(Entries from a point annotation set)
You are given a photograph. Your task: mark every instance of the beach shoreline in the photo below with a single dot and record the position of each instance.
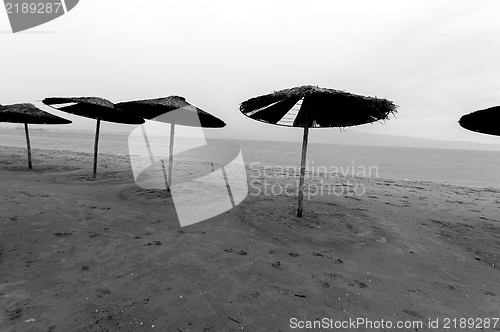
(83, 254)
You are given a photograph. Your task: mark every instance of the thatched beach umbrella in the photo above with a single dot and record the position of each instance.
(28, 113)
(94, 108)
(485, 121)
(174, 110)
(314, 107)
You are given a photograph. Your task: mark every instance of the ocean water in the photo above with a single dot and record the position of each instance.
(460, 167)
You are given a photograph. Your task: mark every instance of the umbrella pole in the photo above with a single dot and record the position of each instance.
(303, 167)
(28, 144)
(171, 153)
(94, 173)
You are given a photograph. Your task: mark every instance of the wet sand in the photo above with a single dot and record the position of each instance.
(78, 254)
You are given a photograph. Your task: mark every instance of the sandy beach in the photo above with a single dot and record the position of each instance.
(78, 254)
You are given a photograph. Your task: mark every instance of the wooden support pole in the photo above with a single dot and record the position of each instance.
(171, 153)
(28, 143)
(303, 164)
(96, 144)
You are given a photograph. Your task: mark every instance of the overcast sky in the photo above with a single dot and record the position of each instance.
(437, 60)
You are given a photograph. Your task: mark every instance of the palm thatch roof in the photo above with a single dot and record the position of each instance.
(162, 110)
(28, 113)
(485, 121)
(324, 107)
(94, 108)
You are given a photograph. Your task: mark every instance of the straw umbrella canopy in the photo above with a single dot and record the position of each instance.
(28, 114)
(94, 108)
(174, 110)
(485, 121)
(314, 107)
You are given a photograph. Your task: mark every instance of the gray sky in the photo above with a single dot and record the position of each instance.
(437, 60)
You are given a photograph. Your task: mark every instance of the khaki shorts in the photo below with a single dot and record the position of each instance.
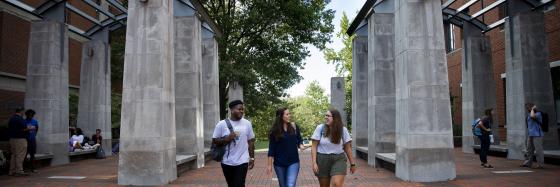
(331, 164)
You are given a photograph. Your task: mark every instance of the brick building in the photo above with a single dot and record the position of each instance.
(15, 25)
(497, 38)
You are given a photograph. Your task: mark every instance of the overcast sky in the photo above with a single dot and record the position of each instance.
(316, 68)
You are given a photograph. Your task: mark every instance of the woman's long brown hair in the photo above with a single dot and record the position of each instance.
(335, 130)
(277, 128)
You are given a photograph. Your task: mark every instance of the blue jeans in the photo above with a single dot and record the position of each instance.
(484, 148)
(287, 176)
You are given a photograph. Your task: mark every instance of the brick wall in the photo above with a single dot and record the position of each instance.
(498, 55)
(9, 100)
(13, 44)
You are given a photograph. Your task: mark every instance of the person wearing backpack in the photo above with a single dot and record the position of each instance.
(284, 141)
(484, 124)
(534, 137)
(236, 134)
(331, 148)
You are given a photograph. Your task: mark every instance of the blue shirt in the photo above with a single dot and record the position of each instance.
(32, 132)
(533, 127)
(285, 150)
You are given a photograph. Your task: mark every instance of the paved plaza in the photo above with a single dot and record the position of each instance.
(469, 173)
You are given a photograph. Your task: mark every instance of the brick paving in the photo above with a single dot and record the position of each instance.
(469, 173)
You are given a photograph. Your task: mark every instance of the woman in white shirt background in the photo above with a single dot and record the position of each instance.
(331, 149)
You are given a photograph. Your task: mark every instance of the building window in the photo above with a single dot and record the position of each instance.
(502, 13)
(449, 37)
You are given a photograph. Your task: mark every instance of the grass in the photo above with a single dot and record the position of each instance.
(261, 145)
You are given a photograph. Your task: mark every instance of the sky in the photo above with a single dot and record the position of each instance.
(316, 67)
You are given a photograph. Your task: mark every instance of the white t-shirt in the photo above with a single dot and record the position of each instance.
(325, 144)
(236, 153)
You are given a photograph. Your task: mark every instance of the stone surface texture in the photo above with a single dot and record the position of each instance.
(424, 138)
(338, 96)
(478, 88)
(94, 108)
(189, 121)
(528, 80)
(359, 92)
(147, 145)
(47, 87)
(210, 87)
(381, 85)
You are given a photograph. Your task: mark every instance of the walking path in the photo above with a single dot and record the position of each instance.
(469, 173)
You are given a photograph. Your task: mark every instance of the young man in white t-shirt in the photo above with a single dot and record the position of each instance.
(240, 153)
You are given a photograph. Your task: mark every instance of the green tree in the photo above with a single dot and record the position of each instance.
(309, 110)
(342, 59)
(263, 44)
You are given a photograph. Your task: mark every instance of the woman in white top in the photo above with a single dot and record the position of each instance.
(330, 142)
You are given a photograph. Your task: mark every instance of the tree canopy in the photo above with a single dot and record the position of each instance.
(263, 44)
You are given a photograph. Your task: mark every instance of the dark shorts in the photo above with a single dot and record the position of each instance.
(331, 164)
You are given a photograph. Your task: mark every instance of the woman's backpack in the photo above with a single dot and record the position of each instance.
(100, 153)
(217, 152)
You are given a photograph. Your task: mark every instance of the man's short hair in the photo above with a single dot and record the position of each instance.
(234, 103)
(30, 112)
(19, 109)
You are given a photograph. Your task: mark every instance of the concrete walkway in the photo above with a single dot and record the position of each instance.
(469, 173)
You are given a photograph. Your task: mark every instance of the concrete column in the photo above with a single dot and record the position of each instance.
(528, 79)
(94, 109)
(338, 96)
(359, 92)
(210, 84)
(479, 90)
(47, 87)
(235, 91)
(188, 88)
(381, 85)
(424, 138)
(147, 155)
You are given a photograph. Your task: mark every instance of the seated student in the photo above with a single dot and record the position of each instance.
(97, 138)
(77, 139)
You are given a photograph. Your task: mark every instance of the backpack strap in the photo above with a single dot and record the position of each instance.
(230, 131)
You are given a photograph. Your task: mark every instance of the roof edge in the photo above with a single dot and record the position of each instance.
(206, 17)
(368, 5)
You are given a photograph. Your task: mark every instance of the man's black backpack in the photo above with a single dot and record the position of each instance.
(218, 151)
(544, 124)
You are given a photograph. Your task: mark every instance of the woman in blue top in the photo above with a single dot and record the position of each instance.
(284, 141)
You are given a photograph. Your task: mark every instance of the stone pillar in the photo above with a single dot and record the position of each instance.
(210, 84)
(528, 79)
(381, 85)
(94, 109)
(147, 155)
(188, 88)
(424, 138)
(235, 91)
(359, 92)
(478, 90)
(338, 96)
(47, 87)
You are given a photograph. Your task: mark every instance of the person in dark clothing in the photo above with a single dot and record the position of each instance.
(284, 141)
(97, 138)
(17, 130)
(486, 129)
(33, 126)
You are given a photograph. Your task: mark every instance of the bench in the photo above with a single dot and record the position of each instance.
(185, 163)
(82, 155)
(496, 148)
(361, 152)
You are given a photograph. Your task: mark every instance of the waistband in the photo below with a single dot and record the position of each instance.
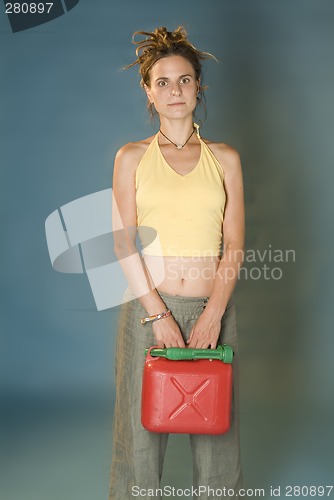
(179, 299)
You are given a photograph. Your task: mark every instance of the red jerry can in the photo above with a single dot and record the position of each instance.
(190, 396)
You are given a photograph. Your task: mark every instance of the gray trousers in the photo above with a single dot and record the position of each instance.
(138, 455)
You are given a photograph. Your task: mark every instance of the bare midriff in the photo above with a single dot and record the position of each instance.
(184, 276)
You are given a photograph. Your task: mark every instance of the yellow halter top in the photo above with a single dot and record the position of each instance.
(185, 211)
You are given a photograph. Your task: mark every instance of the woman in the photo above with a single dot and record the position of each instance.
(188, 192)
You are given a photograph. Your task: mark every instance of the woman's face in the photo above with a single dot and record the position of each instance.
(173, 87)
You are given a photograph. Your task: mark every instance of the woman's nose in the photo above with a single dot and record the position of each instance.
(176, 91)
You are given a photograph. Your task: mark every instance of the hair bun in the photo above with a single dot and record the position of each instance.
(159, 39)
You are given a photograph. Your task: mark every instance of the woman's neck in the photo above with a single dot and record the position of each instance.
(177, 131)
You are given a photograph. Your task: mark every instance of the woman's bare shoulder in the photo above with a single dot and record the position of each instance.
(132, 152)
(227, 156)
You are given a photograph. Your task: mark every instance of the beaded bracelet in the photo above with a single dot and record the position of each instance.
(155, 317)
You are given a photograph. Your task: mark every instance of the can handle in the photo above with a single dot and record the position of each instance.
(223, 353)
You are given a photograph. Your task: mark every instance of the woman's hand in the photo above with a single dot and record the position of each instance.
(205, 332)
(167, 333)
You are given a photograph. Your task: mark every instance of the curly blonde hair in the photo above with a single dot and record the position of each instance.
(162, 43)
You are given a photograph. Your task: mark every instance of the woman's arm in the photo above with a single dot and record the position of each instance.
(124, 217)
(206, 331)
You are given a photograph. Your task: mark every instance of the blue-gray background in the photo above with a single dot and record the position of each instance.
(65, 110)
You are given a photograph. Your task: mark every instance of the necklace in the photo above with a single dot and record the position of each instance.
(178, 146)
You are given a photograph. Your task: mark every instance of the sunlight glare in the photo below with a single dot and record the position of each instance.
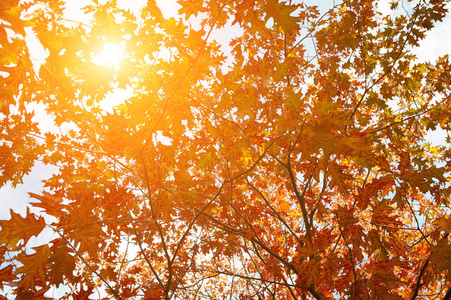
(110, 55)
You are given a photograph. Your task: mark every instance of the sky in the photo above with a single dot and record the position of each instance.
(433, 46)
(17, 199)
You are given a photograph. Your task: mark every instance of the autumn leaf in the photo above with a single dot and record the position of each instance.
(18, 228)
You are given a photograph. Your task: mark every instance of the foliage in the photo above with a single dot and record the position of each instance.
(288, 163)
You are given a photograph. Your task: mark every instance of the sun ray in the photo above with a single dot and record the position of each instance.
(111, 55)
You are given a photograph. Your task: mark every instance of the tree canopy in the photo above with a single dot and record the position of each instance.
(288, 161)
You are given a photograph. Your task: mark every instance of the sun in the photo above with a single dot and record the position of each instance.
(111, 55)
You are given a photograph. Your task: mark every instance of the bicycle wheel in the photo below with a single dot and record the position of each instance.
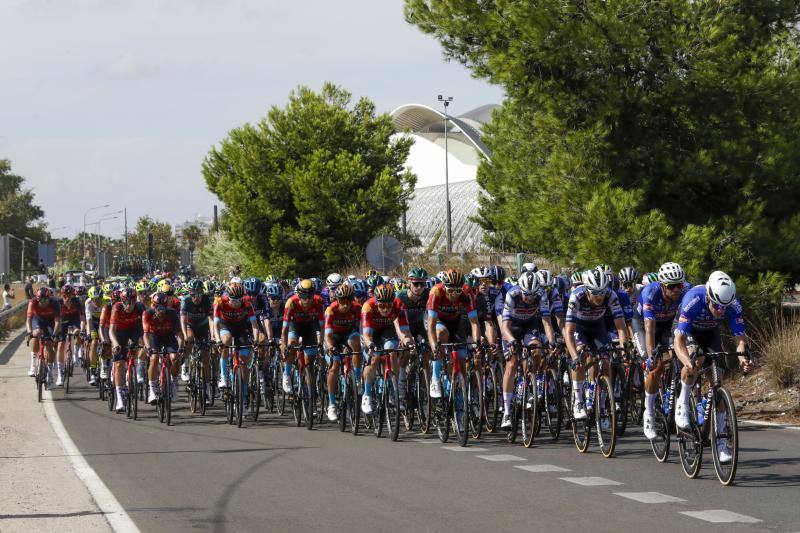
(254, 392)
(308, 399)
(423, 401)
(552, 408)
(391, 403)
(620, 388)
(475, 404)
(725, 430)
(353, 404)
(238, 396)
(490, 399)
(605, 416)
(660, 444)
(635, 384)
(690, 444)
(529, 411)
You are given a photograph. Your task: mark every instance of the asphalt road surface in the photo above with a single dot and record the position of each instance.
(202, 474)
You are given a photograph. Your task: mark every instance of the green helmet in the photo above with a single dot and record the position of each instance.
(418, 273)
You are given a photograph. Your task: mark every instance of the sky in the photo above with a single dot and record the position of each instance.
(117, 101)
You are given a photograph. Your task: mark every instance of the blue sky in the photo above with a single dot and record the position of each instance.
(117, 102)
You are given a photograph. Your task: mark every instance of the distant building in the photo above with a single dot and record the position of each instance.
(426, 212)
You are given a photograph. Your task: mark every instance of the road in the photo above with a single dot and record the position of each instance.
(202, 474)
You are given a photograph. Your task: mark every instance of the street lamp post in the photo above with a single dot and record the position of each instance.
(446, 101)
(83, 246)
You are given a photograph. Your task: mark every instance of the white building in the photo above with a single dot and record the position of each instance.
(426, 213)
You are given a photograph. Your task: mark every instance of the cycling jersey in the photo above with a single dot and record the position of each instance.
(655, 307)
(440, 307)
(518, 311)
(197, 315)
(372, 320)
(338, 321)
(695, 314)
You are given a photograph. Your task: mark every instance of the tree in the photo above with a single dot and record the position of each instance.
(690, 108)
(308, 185)
(165, 246)
(19, 216)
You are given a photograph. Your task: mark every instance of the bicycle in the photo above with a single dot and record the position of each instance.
(600, 407)
(705, 414)
(452, 406)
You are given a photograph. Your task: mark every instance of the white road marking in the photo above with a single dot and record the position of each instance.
(117, 518)
(542, 468)
(649, 497)
(464, 449)
(591, 481)
(500, 457)
(721, 516)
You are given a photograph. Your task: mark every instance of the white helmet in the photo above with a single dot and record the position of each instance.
(720, 288)
(595, 280)
(545, 278)
(671, 273)
(528, 283)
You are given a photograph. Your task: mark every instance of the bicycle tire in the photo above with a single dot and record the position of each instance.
(529, 411)
(690, 444)
(475, 405)
(726, 473)
(604, 405)
(459, 408)
(391, 403)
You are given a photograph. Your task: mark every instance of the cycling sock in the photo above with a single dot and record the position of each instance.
(578, 391)
(507, 396)
(649, 402)
(437, 370)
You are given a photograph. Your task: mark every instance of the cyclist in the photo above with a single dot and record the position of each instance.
(447, 303)
(162, 330)
(341, 328)
(125, 328)
(72, 320)
(660, 302)
(196, 325)
(585, 327)
(383, 321)
(525, 311)
(43, 322)
(303, 320)
(703, 309)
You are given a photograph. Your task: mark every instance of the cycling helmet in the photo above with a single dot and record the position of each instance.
(418, 274)
(252, 286)
(275, 291)
(334, 280)
(596, 280)
(481, 272)
(545, 278)
(497, 273)
(384, 293)
(453, 278)
(305, 288)
(345, 291)
(671, 273)
(195, 286)
(235, 291)
(127, 295)
(628, 275)
(720, 288)
(528, 283)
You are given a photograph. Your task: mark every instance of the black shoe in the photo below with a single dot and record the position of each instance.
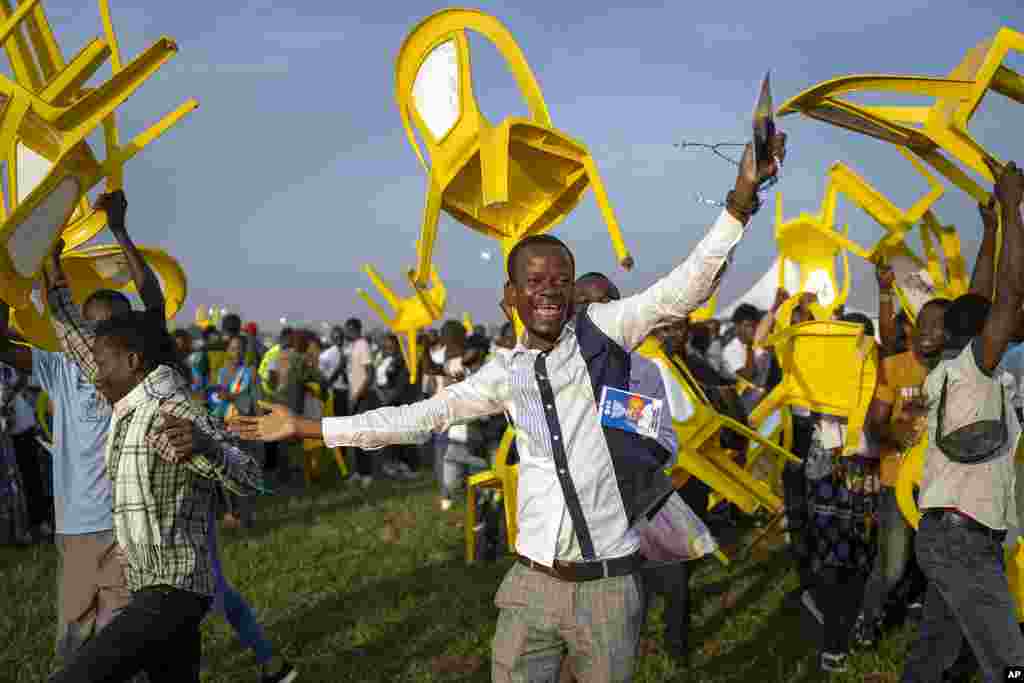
(287, 674)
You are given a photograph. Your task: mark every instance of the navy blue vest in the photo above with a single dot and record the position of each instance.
(639, 461)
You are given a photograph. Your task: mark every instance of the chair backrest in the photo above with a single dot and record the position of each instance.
(411, 314)
(812, 244)
(434, 85)
(828, 368)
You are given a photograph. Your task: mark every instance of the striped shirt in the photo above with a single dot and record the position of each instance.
(509, 383)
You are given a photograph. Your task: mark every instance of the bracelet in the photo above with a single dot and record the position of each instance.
(744, 210)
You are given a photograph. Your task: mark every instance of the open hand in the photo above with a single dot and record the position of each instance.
(750, 178)
(115, 206)
(278, 425)
(180, 436)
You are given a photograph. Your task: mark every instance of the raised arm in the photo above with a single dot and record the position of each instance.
(145, 280)
(629, 321)
(1006, 311)
(983, 279)
(74, 332)
(888, 326)
(15, 355)
(481, 394)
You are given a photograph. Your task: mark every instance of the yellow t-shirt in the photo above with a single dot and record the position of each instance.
(899, 372)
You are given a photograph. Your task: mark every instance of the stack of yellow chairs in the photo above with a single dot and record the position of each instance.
(926, 131)
(411, 314)
(97, 267)
(48, 114)
(510, 180)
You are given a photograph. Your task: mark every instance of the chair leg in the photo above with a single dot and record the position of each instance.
(428, 235)
(470, 523)
(601, 197)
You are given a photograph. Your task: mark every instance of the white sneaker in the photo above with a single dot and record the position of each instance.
(808, 601)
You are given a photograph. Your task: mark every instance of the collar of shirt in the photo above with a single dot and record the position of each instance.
(520, 347)
(160, 383)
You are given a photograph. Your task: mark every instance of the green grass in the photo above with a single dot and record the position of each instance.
(356, 586)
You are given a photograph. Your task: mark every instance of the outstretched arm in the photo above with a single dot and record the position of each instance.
(1006, 311)
(145, 280)
(983, 279)
(629, 321)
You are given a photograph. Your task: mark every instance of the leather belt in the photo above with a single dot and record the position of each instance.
(581, 571)
(957, 518)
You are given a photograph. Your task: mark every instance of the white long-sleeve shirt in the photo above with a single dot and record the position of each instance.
(510, 384)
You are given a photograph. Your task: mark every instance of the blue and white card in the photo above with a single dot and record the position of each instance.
(631, 412)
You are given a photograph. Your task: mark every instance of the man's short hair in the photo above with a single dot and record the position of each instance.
(231, 325)
(137, 332)
(965, 316)
(745, 312)
(118, 302)
(535, 241)
(613, 293)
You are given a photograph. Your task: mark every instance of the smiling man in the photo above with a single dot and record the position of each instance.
(583, 484)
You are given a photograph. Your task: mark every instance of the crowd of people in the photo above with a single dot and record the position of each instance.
(146, 458)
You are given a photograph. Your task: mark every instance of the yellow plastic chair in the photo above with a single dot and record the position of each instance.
(94, 268)
(896, 222)
(811, 243)
(42, 413)
(507, 181)
(46, 118)
(699, 453)
(411, 314)
(828, 368)
(941, 271)
(503, 477)
(926, 131)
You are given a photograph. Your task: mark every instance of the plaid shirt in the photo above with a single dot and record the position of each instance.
(161, 510)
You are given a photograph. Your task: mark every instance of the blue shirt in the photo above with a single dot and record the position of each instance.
(82, 495)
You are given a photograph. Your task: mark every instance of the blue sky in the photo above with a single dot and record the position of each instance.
(295, 170)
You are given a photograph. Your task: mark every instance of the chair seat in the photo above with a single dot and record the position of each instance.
(546, 178)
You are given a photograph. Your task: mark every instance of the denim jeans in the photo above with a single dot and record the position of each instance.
(968, 594)
(672, 581)
(241, 616)
(895, 539)
(158, 633)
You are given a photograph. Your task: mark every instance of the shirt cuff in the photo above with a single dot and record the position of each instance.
(336, 432)
(726, 231)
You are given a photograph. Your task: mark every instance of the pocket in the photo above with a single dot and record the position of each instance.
(510, 593)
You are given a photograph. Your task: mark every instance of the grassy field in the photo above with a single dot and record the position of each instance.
(372, 586)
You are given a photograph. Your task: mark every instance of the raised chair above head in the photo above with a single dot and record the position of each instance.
(812, 244)
(507, 181)
(94, 268)
(926, 131)
(411, 314)
(828, 368)
(47, 115)
(698, 425)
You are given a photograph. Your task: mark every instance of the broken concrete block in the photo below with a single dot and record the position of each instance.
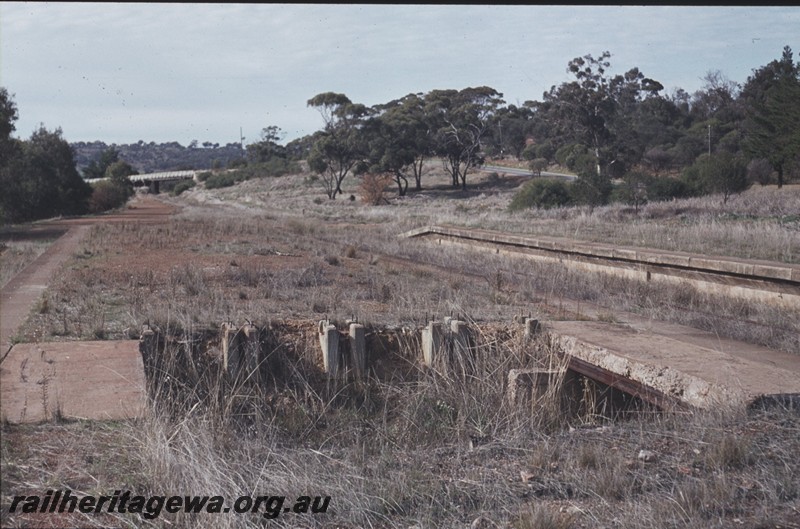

PROBLEM REQUIREMENTS => Locate every line in the items above that contains the word "bare", and copy each of those lines.

TASK RESULT =>
You are given a photograph. Your task: mark every instance of the bare midriff in the photo above with a single dot and record the position of each instance.
You are given a photograph. Your task: mark every instance of the woman's bare shoulder in the photo above with a single dot and record the position of each instance.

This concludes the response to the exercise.